-- GIVEN TEXT follows --

At the turn of the last century, unrestricted access to morphine, heroin and cocaine led to a great wave of addiction in the U.S. Witnessing this devastation of people’s lives, the nation responded with antidrug laws. Somehow the simple lesson here — that drugs are dangerous — has been forgotten by many of our nation’s elites. Mike Gray’s “Drug Crazy” (Random House, 251 pages, $23.95) is the product of such selective memory.
Mr. Gray, a film producer, makes the claim that the harms produced by drug prohibition are worse than the hazards of the drugs themselves. Yet his book is so lopsided that it fails to persuade. This is not to say that the “drug war” is being waged in the best way. Indeed, many drugs today are accessible, cheap and potent, not a good advertisement for current interdiction efforts. But Mr. Gray’s angry, anecdote-driven account is hardly the best place to look for reform.
Most of the book catalogs drug-war excesses: abuses of police power, corruption, gang violence, paranoid officials. The author uses them as reason to abolish our drug laws. “The black market must be underbid.” Mr. Gray writes, “If that means drugs have to be given away to serious addicts, so be it. Anyone who is determined to use heroin regardless of consequences must be able to get the stuff from a legitimate source at a price that doesn’t require stealing car radios.”
This is typical of the harm-reduction philosophy Mr. Gray advocates: Since addicts will be addicts, let’s make it easier on them and our car radios. In other words, give them the means of their own destruction and leave the taxpayer to pick up the pieces.
Making drug control work better by reducing demand — perhaps our best hope — isn’t even an option for Mr. Gray. Apart from denigrating the D.A.R.E. program (a nationwide school-based education program) and calling for fewer restrictions on methadone, he virtually ignores prevention and treatment. He sees addicts as victims of everything but the drugs they abuse. For example, he blames the recent increase in heroin overdoses on the prohibitionists’ scare tactics: “Cool Gen X-ers knew from experience that government claims about marijuana were exaggerated, so they assumed the grown-ups were lying about heroin as well.” More likely the deaths were due to batches of extremely high-purity drug.
Mr. Gray is adamant that prohibition must go, and he packs into each chapter stories of corruption and brutality that would make even the toughest drug hawk cringe. But in his zeal to legalize drugs, he slights the facts. He claims that the nation’s current homicide rate is a function of prohibition, yet in a graph he presents the years 1951-55 have the century’s lowest rate, even though drug laws then were harsher than now. Nor is mention made of property crime and burglary (the hallmarks of drug use in the ’60s and ’70s), which have been on a steady decline over the past two decades under the very laws Mr. Gray condemns.
Mr. Gray blames society’s negative attitudes about addicts, whom he calls “unfortunate citizens,” on the federal Harrison Anti-Narcotics Act of 1914. Yet the Harrison Act was simply the culmination of two decades of efforts to pass antidrug legislation. Indeed, the 1914 law did not demonize addicts; they had turned popular sentiment against themselves. As early as 1892, Sir William Osler’s celebrated medical textbook called morphine addicts “inveterate liars…not confined to matters relating to the vice.”

-- GIVEN TEXT concluded --

▶ _YOUR OBJECTIVE_: Copy the part of the review of "Drug Crazy" from "At the turn" up to and including "such selective memory." word for word.

-- EXCERPTED DATA follows --

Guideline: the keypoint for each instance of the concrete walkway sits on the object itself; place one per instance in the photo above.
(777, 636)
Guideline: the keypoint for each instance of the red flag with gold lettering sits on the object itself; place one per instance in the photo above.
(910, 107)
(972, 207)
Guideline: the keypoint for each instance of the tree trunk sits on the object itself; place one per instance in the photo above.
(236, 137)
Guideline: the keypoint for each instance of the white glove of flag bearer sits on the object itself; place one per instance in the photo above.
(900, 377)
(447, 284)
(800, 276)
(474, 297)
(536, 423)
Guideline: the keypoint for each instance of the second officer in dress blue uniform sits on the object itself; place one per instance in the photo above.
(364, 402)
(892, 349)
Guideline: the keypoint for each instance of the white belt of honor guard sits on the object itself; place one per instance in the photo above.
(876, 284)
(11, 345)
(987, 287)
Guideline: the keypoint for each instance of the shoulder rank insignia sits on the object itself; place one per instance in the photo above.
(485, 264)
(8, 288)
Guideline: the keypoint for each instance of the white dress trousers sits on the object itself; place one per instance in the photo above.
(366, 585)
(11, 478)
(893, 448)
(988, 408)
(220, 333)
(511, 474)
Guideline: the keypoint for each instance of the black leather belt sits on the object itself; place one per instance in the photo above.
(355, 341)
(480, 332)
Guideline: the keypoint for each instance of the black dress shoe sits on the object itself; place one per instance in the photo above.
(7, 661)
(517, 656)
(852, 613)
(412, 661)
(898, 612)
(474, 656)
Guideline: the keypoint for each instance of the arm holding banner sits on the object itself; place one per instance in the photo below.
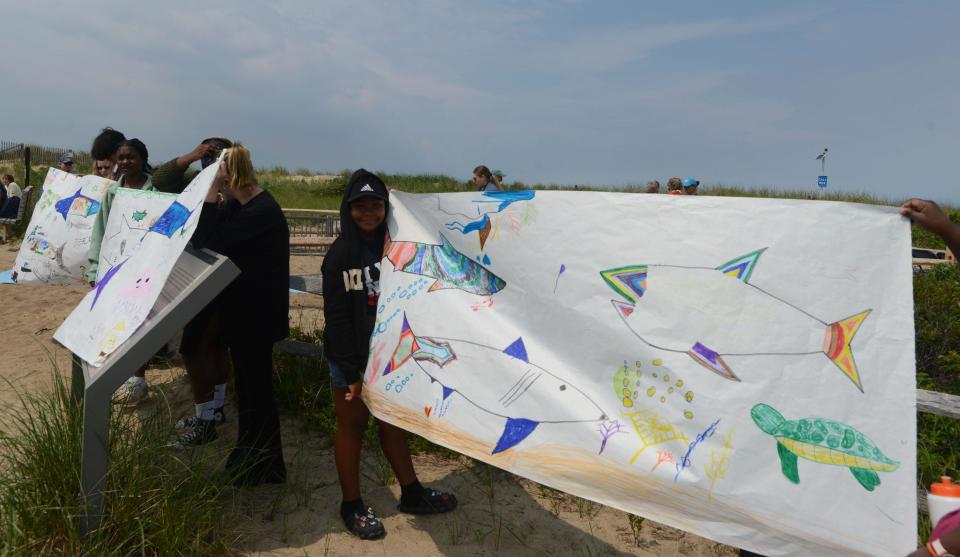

-- EXCERPTED DATA concluded --

▶ _RESULT OF THE EXERCISE_:
At the turn of the last century, unrestricted access to morphine, heroin and cocaine led to a great wave of addiction in the U.S. Witnessing this devastation of people’s lives, the nation responded with antidrug laws. Somehow the simple lesson here — that drugs are dangerous — has been forgotten by many of our nation’s elites. Mike Gray’s “Drug Crazy” (Random House, 251 pages, $23.95) is the product of such selective memory.